Reputation: 101
Consider the following data.frame:
df <- data.frame(ID = 1:3, Name = c("Xiao-Li Meng, Michael Drake, Jennifer Chayes, Chayes, Michael Jordan, John DeNero, Ani Adhikari, Jordan, Mia Scher", "Nenshad Bardoliwalla, Bardoliwalla, Alex Woodie", "Jill McKeon, Jan Nygaard Jensen, Hongyu Zhao, Xinxin (Katie) Zhu, Clive R. Wood") , stringsAsFactors = FALSE)
I would like to remove the duplicates First Name/Last Name if the Full Name is available in the String. Also, no changes made to the string if there is no match. The result should be like the data-frame provided below;
df <- data.frame(ID = 1:3, Name = c("Xiao-Li Meng, Michael Drake, Jennifer Chayes, Chayes, Michael Jordan, John DeNero, Ani Adhikari, Jordan, Mia Scher", "Nenshad Bardoliwalla, Bardoliwalla, Alex Woodie", "Jill McKeon, Jan Nygaard Jensen, Hongyu Zhao, Xinxin (Katie) Zhu, Clive R. Wood"), UniqueName = c("Xiao-Li Meng, Michael Drake, Jennifer Chayes, Michael Jordan, John DeNero, Ani Adhikari, Mia Scher", "Nenshad Bardoliwalla, Alex Woodie", "Jill McKeon, Jan Nygaard Jensen, Hongyu Zhao, Xinxin (Katie) Zhu, Clive R. Wood") , stringsAsFactors = FALSE)

[Information provided]

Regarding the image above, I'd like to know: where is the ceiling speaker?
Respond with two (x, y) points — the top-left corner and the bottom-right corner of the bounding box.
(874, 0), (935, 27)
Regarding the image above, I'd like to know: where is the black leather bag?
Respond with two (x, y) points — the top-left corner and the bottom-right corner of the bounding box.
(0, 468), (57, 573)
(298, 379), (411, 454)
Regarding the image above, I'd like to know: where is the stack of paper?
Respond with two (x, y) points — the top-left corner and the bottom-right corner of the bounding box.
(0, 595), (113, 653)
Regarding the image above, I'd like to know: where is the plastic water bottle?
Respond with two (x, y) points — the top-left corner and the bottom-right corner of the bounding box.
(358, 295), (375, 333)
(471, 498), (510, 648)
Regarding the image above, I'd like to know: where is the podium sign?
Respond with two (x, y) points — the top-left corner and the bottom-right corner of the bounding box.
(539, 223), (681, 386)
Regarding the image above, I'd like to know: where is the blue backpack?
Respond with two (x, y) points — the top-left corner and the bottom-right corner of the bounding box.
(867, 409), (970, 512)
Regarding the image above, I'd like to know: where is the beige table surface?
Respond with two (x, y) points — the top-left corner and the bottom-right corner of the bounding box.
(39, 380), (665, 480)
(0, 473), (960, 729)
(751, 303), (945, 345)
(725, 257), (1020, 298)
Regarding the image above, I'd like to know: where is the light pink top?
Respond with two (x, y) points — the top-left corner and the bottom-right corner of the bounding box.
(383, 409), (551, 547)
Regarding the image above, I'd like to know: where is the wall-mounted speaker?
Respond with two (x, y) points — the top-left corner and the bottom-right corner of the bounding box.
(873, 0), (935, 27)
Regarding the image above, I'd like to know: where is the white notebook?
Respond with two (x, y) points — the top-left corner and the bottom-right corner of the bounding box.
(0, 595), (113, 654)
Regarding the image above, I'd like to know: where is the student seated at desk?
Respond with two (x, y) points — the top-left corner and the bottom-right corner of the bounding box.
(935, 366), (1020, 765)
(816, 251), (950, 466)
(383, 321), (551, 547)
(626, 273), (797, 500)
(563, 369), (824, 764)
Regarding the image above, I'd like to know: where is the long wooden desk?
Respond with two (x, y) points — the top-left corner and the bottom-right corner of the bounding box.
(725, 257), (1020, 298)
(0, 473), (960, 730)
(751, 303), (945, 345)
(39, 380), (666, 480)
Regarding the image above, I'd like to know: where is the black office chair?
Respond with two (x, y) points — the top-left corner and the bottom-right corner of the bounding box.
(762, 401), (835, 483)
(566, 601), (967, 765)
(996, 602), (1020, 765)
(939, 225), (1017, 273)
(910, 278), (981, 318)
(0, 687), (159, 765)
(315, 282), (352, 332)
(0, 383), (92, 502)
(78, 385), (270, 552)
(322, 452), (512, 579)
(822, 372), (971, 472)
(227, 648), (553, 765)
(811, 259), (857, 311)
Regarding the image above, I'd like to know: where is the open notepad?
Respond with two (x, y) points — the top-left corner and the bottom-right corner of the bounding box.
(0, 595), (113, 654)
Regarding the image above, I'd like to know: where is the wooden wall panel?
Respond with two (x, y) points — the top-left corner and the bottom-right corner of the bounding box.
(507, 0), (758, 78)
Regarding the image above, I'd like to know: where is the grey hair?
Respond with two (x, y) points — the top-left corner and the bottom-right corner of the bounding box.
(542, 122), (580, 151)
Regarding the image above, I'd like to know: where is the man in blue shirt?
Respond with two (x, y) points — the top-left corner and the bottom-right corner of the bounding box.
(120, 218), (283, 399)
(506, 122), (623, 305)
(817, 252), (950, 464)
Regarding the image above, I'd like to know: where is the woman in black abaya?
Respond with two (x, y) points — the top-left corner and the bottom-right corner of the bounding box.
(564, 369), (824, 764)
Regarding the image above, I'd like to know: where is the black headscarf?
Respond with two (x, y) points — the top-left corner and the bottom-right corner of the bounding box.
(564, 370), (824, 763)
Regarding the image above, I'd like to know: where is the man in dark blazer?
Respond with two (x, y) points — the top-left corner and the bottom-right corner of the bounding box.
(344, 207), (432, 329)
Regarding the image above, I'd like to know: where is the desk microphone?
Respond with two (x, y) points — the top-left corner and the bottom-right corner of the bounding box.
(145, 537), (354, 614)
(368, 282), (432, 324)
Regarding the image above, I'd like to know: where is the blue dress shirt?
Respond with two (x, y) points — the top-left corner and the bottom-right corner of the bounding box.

* * *

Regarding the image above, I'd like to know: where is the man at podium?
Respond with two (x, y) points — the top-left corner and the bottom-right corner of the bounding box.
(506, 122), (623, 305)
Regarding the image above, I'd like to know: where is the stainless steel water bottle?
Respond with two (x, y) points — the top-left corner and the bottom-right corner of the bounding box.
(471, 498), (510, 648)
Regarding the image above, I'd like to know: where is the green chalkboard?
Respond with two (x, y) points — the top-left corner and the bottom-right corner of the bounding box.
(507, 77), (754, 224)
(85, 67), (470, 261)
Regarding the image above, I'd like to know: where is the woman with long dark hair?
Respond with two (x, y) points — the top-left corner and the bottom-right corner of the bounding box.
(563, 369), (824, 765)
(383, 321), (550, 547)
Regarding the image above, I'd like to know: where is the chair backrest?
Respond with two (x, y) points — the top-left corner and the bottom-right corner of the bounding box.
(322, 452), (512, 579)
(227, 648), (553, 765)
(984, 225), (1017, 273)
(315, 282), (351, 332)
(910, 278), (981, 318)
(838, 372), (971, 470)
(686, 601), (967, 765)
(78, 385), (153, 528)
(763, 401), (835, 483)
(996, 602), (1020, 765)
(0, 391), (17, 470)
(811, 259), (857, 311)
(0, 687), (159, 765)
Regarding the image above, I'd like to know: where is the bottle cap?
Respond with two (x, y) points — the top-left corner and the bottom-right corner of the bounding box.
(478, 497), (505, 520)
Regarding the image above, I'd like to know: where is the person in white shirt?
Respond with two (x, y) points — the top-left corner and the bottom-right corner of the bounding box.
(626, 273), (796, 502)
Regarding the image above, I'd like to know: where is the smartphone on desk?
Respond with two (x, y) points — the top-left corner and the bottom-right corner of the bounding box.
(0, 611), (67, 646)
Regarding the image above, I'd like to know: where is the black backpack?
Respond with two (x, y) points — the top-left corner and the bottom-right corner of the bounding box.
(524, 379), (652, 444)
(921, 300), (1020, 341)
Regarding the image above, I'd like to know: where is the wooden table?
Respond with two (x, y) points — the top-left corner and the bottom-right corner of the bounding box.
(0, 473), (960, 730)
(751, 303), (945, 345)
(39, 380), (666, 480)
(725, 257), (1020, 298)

[Problem statement]
Return the whole R data frame question word for word, with every line unchanged. The material has nothing to do with this work.

[Finished exercise]
Reputation: 101
Consider the following data.frame:
df <- data.frame(ID = 1:3, Name = c("Xiao-Li Meng, Michael Drake, Jennifer Chayes, Chayes, Michael Jordan, John DeNero, Ani Adhikari, Jordan, Mia Scher", "Nenshad Bardoliwalla, Bardoliwalla, Alex Woodie", "Jill McKeon, Jan Nygaard Jensen, Hongyu Zhao, Xinxin (Katie) Zhu, Clive R. Wood") , stringsAsFactors = FALSE)
I would like to remove the duplicates First Name/Last Name if the Full Name is available in the String. Also, no changes made to the string if there is no match. The result should be like the data-frame provided below;
df <- data.frame(ID = 1:3, Name = c("Xiao-Li Meng, Michael Drake, Jennifer Chayes, Chayes, Michael Jordan, John DeNero, Ani Adhikari, Jordan, Mia Scher", "Nenshad Bardoliwalla, Bardoliwalla, Alex Woodie", "Jill McKeon, Jan Nygaard Jensen, Hongyu Zhao, Xinxin (Katie) Zhu, Clive R. Wood"), UniqueName = c("Xiao-Li Meng, Michael Drake, Jennifer Chayes, Michael Jordan, John DeNero, Ani Adhikari, Mia Scher", "Nenshad Bardoliwalla, Alex Woodie", "Jill McKeon, Jan Nygaard Jensen, Hongyu Zhao, Xinxin (Katie) Zhu, Clive R. Wood") , stringsAsFactors = FALSE)